Занятие не из простых и, может быть, не очень продуктивное, однако само по себе интересное. Вот здесь и возникает проблема хронотипологии художественно-эстетического сознания, или нонклассики в широком смысле слова. При этом уже понятно, что исследование ее должно строиться тоже по отдельным уровням, для начала по крайней мере по двум: а) неклассической художественной практики, или искусства, арт-деятельности, и б) соответствующей теории, претендующей на роль эстетической или имплицитно заложенной в самой практике.
Наиболее общую классификацию по первому уровню, т.е. хронотипологию искусства ХХ в. я в свое время предложил в виде схемы: авангард, модернизм, постмодернизм, консерватизм с соответствующими определениями и описаниями, которые, вам, дорогие собеседники, хорошо известны. И думаю, что именно по этому уровню, Н.Б., Вы со мной и солидарны. Не так ли? Мне представляется, что она, хотя и условная, как и любые классификации в духовной культуре, дает все-таки возможность начать более-менее строго разбираться в феноменах, явлениях, процессах, протекавших в художественной культуре ХХ в. Понятно, что каждый из хронотипов этой схемы – сложное и многоуровневое явление, подлежащее уже более тщательному анализу на предмет внутренней хронотипологии и поступенчатой классификации, своего рода морфологизации.

> **Фрагмент набора данных**
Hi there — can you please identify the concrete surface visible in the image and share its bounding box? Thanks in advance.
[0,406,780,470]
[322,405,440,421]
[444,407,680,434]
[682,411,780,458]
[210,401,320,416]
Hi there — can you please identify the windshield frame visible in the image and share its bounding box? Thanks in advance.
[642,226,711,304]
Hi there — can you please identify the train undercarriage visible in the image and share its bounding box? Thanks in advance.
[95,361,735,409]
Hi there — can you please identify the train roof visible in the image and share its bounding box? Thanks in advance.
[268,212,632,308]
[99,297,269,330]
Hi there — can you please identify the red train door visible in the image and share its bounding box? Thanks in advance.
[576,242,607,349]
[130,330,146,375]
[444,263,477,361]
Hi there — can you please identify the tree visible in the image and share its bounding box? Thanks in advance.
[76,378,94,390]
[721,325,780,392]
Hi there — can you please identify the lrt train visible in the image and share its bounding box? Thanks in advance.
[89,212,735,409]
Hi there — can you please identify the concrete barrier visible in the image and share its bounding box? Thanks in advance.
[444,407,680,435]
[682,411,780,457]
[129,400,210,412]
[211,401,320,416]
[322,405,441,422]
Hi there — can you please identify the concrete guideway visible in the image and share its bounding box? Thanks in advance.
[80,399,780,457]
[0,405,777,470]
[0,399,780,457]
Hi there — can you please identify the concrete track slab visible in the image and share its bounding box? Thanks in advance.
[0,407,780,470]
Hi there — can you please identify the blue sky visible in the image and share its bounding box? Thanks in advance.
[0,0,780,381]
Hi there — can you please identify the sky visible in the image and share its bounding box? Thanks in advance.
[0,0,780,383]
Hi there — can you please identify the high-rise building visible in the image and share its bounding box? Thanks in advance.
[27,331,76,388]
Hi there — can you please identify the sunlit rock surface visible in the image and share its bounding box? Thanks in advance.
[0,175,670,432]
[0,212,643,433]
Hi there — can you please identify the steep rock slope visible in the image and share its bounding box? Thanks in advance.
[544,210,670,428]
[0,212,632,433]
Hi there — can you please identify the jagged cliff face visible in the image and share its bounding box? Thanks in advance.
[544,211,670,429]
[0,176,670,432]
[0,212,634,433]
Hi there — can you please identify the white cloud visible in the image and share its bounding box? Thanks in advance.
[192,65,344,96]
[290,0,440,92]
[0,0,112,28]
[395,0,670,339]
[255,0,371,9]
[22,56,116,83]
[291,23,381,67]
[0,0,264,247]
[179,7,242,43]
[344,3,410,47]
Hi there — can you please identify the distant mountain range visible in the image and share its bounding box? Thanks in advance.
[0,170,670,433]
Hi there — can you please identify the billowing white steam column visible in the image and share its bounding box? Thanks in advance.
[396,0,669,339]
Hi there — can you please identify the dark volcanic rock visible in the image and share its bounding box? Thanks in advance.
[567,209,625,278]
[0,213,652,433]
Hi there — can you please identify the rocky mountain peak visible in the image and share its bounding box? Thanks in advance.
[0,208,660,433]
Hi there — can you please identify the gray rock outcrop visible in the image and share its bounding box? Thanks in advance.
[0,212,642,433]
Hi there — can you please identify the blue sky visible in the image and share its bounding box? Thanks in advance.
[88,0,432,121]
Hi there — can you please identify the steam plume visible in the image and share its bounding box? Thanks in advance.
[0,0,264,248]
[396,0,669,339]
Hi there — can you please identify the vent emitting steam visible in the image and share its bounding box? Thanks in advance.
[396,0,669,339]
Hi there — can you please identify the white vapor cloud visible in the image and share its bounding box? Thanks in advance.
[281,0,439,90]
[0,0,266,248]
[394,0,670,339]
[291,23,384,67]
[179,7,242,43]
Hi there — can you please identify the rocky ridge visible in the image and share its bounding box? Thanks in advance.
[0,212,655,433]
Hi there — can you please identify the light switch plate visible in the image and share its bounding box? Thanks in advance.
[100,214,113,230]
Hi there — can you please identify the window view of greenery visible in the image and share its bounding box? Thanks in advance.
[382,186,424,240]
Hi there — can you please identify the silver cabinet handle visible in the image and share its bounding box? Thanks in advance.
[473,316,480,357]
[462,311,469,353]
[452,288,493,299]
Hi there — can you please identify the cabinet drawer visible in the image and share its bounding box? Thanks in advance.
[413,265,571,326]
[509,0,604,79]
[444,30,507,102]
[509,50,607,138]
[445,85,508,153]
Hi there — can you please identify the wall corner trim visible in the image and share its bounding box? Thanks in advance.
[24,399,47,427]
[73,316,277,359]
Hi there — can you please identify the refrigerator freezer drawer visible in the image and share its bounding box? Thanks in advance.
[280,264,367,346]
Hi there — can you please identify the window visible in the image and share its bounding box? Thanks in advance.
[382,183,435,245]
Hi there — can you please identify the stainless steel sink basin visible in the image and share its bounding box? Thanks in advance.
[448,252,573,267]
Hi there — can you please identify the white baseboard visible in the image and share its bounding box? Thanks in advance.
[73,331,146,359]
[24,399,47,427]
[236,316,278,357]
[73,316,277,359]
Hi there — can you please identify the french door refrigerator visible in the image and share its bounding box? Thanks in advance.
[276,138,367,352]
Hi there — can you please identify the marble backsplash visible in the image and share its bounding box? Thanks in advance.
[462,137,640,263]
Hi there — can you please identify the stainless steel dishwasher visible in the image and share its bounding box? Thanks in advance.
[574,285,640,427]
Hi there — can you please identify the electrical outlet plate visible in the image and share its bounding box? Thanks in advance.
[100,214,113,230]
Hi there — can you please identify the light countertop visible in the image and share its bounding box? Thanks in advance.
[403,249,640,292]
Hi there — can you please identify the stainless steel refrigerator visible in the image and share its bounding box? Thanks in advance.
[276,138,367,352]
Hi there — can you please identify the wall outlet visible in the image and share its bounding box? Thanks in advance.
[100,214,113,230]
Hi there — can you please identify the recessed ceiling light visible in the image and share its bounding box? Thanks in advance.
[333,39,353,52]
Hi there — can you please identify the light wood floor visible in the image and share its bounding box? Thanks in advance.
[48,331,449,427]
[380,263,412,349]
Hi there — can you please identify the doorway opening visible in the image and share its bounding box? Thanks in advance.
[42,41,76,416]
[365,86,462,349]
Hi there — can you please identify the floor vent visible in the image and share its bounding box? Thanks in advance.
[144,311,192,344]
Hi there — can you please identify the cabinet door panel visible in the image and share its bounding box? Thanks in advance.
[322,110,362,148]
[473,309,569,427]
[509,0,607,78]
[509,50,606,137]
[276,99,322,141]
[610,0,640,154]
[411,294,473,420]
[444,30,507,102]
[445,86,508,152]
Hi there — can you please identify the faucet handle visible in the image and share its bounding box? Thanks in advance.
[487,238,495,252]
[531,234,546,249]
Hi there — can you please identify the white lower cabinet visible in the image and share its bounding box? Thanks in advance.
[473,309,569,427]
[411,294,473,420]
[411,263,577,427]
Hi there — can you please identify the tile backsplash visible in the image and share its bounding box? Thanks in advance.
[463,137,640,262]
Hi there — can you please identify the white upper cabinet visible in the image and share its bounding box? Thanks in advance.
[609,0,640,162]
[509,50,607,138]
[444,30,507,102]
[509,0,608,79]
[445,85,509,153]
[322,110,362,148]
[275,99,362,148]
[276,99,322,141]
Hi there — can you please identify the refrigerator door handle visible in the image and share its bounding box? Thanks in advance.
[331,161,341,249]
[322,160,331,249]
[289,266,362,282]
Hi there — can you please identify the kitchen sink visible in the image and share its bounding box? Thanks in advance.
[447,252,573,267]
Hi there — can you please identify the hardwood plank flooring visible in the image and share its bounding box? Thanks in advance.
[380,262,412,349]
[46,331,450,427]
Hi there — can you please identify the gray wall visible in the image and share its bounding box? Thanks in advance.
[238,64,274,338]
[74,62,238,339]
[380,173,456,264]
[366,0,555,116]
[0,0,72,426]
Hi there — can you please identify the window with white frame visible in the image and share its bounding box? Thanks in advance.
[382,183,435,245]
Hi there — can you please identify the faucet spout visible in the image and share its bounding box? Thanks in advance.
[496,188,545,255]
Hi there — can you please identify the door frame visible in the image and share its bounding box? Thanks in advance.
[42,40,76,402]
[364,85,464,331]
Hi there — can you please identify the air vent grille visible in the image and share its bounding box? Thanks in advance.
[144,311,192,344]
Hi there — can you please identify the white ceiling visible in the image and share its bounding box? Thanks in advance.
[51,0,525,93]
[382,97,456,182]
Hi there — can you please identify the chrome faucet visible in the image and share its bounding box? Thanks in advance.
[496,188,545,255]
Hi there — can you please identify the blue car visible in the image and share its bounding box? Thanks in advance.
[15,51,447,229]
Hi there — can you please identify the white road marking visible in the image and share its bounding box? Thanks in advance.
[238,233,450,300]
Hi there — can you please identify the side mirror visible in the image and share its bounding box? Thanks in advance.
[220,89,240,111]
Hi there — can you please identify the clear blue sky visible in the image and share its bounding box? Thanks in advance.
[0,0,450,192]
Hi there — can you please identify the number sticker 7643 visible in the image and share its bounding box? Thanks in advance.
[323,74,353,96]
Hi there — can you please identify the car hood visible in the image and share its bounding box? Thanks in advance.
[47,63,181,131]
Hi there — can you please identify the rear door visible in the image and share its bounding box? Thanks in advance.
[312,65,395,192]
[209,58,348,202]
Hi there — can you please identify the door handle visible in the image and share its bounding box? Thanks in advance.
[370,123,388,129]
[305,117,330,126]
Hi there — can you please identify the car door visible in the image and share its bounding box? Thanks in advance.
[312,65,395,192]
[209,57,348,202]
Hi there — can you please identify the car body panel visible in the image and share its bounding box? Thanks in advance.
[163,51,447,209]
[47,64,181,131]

> **Задание**
Перескажите короче или в виде списка абзац из текста для чтения, начинающийся словами «Наиболее общую классификацию», сохранив его основные утверждения. Материал самостоятелен и с текстом для чтения не связан.

> **Решение**
- Ранее предложена хронотипология искусства ХХ в. в виде схемы: авангард, модернизм, постмодернизм, консерватизм, с определениями и описаниями.
- По этому уровню предполагается согласие Н.Б.
- Схема условна, как любые классификации в духовной культуре, но позволяет начать более-менее строго разбираться в феноменах, явлениях и процессах художественной культуры ХХ в.
- Каждый хронотип схемы сложен и многоуровнев. Он требует более тщательного анализа внутренней хронотипологии и поступенчатой классификации, то есть морфологизации.